> _Data listing_:
++++++++

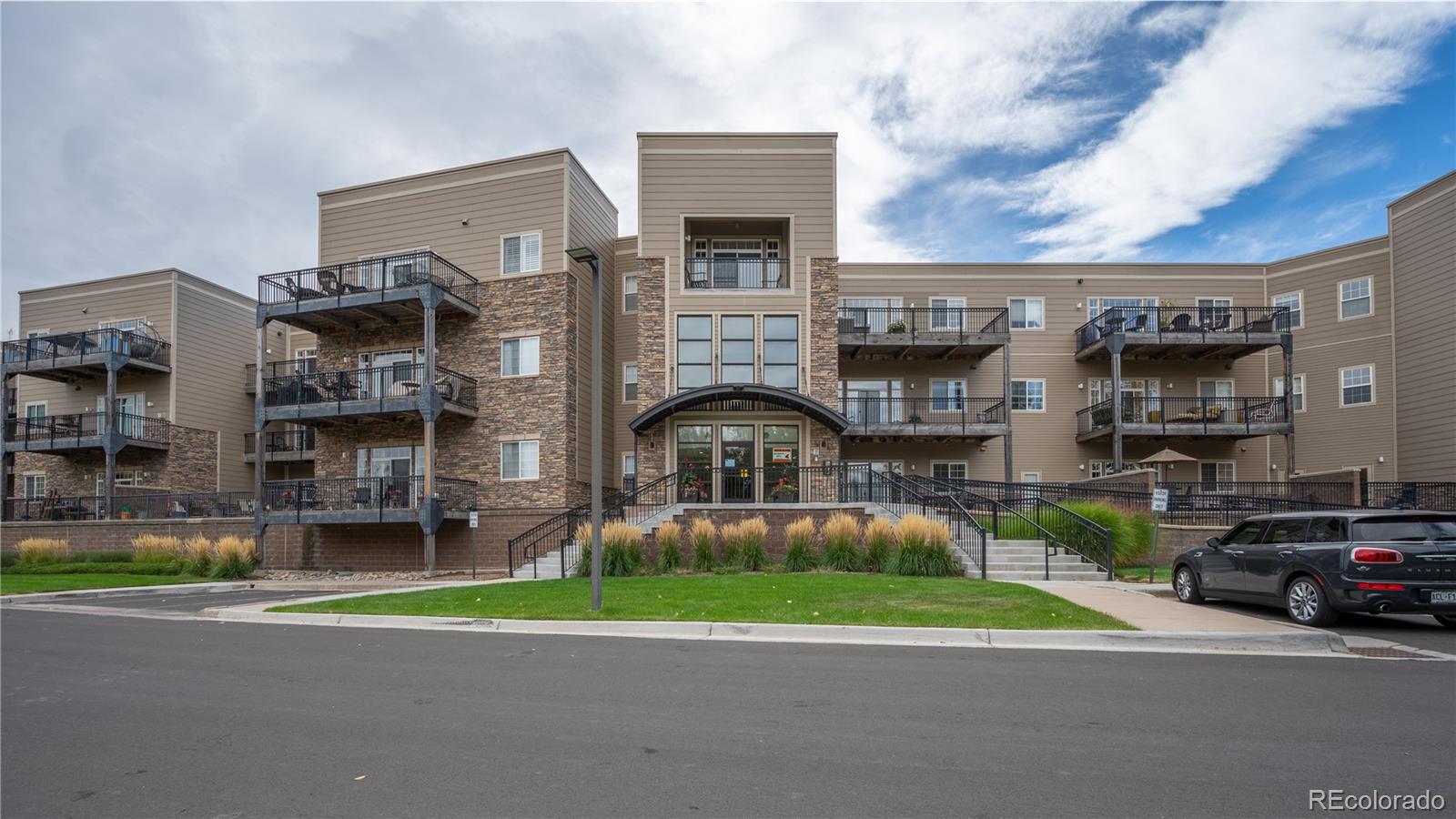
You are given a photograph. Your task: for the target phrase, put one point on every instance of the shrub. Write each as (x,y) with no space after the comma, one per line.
(233,559)
(41,550)
(197,555)
(842,542)
(669,545)
(880,544)
(703,533)
(925,548)
(752,554)
(155,548)
(800,555)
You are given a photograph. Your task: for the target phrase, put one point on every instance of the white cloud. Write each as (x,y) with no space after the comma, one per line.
(1234,109)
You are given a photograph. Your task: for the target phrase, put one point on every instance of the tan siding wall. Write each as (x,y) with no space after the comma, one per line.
(1423,252)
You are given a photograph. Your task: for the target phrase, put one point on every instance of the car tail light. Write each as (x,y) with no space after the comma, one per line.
(1369,554)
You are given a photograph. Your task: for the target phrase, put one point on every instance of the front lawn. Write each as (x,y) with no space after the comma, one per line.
(29,583)
(830,598)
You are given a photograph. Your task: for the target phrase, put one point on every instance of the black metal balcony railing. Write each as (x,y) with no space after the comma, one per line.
(87,346)
(914,416)
(735,274)
(75,428)
(368,276)
(281,440)
(1188,416)
(1208,324)
(924,321)
(366,494)
(368,383)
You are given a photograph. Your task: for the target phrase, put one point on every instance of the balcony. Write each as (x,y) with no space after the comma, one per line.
(924,419)
(1183,332)
(368,293)
(364,500)
(283,446)
(1154,419)
(735,274)
(85,431)
(922,332)
(389,390)
(86,354)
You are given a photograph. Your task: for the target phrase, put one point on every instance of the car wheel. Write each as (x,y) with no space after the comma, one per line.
(1307,603)
(1187,586)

++++++++

> _Aim_:
Scale the items from the line containing "the tan siding" through the end of the items, both included: write those lines out again, requests and all, with every coordinate in the answers multiplied by 2.55. Round each result to a whole number, with halves rounded up.

> _Response to the task_:
You are given a photograph. Your task: for the target phrase, put one point on every instance of the tan siding wall. Write each as (x,y) with no space after the comma, one per line.
(3629,643)
You are given a photograph. Your task: for the target phrase, put one point on every instance of the car tail light. Write each as (x,y) with no space after the comma, one per line.
(3491,1413)
You are given a photograph. Your task: for the target phrase, put one point on every instance of the front lawn. Write each as (x,y) with no space after the comma, one per line.
(74,1487)
(2117,1525)
You are given a photograph. Your task: for the target phrase, put one point on every instance of the black metal balcony railing. Write each as (x,y) with no space after the comma, one per line.
(222,882)
(2331,1061)
(1874,699)
(191,1091)
(938,704)
(717,1122)
(3029,1061)
(3080,826)
(2356,819)
(933,1260)
(938,977)
You are given a photograph. Your task: for the target phrase, put one point on every instance of the balcony. Write each as (x,y) with no space after the comma, one per line.
(2356,1068)
(3017,847)
(938,747)
(928,1275)
(722,1137)
(2943,1068)
(1874,699)
(217,1099)
(2351,847)
(992,995)
(219,903)
You are given a photograph. Your task: for the target phrase, put one point on every instance of the car wheel. Write each as (x,y) with no space after the comma, one per line.
(3333,1538)
(3027,1494)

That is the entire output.